◆ **Material shown**
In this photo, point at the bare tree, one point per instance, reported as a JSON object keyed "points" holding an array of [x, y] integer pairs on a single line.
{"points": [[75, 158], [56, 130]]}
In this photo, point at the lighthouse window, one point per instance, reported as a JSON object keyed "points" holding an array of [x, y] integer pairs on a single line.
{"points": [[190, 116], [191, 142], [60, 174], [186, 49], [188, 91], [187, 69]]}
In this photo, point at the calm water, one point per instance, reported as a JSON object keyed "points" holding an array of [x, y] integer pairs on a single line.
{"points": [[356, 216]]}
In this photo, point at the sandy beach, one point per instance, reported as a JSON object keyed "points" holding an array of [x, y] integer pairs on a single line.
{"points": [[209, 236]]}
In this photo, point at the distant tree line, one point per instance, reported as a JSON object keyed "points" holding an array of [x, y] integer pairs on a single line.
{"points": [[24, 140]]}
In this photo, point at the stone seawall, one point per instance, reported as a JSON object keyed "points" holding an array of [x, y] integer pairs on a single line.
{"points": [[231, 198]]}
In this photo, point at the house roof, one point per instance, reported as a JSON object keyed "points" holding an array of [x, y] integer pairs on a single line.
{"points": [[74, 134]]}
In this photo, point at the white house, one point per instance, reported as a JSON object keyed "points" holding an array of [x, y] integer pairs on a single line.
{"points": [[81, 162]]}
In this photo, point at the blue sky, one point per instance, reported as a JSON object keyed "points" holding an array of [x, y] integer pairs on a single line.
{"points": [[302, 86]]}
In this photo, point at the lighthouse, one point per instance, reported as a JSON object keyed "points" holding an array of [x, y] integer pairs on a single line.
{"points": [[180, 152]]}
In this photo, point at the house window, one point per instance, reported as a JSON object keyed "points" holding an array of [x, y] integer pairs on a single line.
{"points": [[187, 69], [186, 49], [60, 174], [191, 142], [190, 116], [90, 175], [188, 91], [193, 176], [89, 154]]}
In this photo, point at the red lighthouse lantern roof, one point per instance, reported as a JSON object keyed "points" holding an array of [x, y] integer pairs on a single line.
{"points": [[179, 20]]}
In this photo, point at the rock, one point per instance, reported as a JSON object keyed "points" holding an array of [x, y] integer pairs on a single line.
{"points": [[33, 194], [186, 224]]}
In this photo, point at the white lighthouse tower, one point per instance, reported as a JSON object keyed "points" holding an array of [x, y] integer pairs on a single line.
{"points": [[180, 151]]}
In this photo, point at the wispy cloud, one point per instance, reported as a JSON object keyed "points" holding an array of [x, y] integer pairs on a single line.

◆ **The problem**
Write out every record, exactly as written.

◆ **Finished answer**
In this photo, point at the bare tree, one point per instance, reported as a JSON object keyed "points" holding an array of [x, y] integer pairs on a single line.
{"points": [[75, 158], [56, 130]]}
In this photo, point at the lighthouse window, one point per instance, reported as a JSON object keyed "points" holding an array of [x, y] integer pairs on a single line.
{"points": [[190, 116], [191, 142], [60, 174], [186, 49], [188, 91], [187, 69]]}
In this photo, point at the calm water, one point per instance, reported as a JSON object keyed "points" holding an array of [x, y] integer pairs on a single line.
{"points": [[356, 216]]}
In this photo, point at the sandy beach, one point per instance, reported as a JSON object keyed "points" holding an array of [x, y] integer pairs on a single line.
{"points": [[209, 236]]}
In this photo, point at the distant tree line, one point per instance, reported as a JSON object keyed "points" holding an array of [x, y] integer pairs on a single line.
{"points": [[24, 140]]}
In this photo, point at the stone seawall, one point per instance, reported as a JSON object keyed "points" holding an array of [x, y] integer pairs on a single line.
{"points": [[231, 198]]}
In this photo, point at the house roof, one point per instance, reported as a JSON object keyed "points" holding an array of [x, y] integer pairs on a single line.
{"points": [[74, 134]]}
In this photo, point at the white house, one point per instance, reported as a JSON object keyed "points" holding an array of [x, y] integer pairs on a single line.
{"points": [[81, 162]]}
In this photo, point at the blue sky, one point per instance, reported as a JSON object keyed "points" holding an array of [x, y] integer pairs on a single line.
{"points": [[302, 86]]}
In this photo, point at the lighthouse, one point per instance, reported as a JSON object keyed "points" holding an array of [x, y] integer pairs on a single line.
{"points": [[180, 152]]}
In this photo, point at the house window, one point per instance, reported as a JSON object keyed "points" holding an array of [x, y] integer pairs on a single line.
{"points": [[187, 69], [186, 49], [60, 174], [191, 142], [190, 116], [90, 175], [188, 91], [193, 176], [89, 154]]}
In this photo, point at the red lighthouse lantern roof, one point per instance, reported as a JSON object keyed "points" holding an array of [x, y] integer pairs on a single line.
{"points": [[179, 20]]}
In this photo, point at the rock, one point per instance, reported as a JSON object keyed "points" holding an array of [x, y] integer pairs on a single line.
{"points": [[33, 194], [186, 224]]}
In this photo, point at the white lighthouse tower, one point per instance, reported as a JSON object keyed "points" holding an array of [x, y] integer pairs on a single line.
{"points": [[180, 151]]}
In this photo, point at the wispy cloud, one point per instance, reported as a JSON object keyed "points" holding an array of [x, y] integer pairs on a single line.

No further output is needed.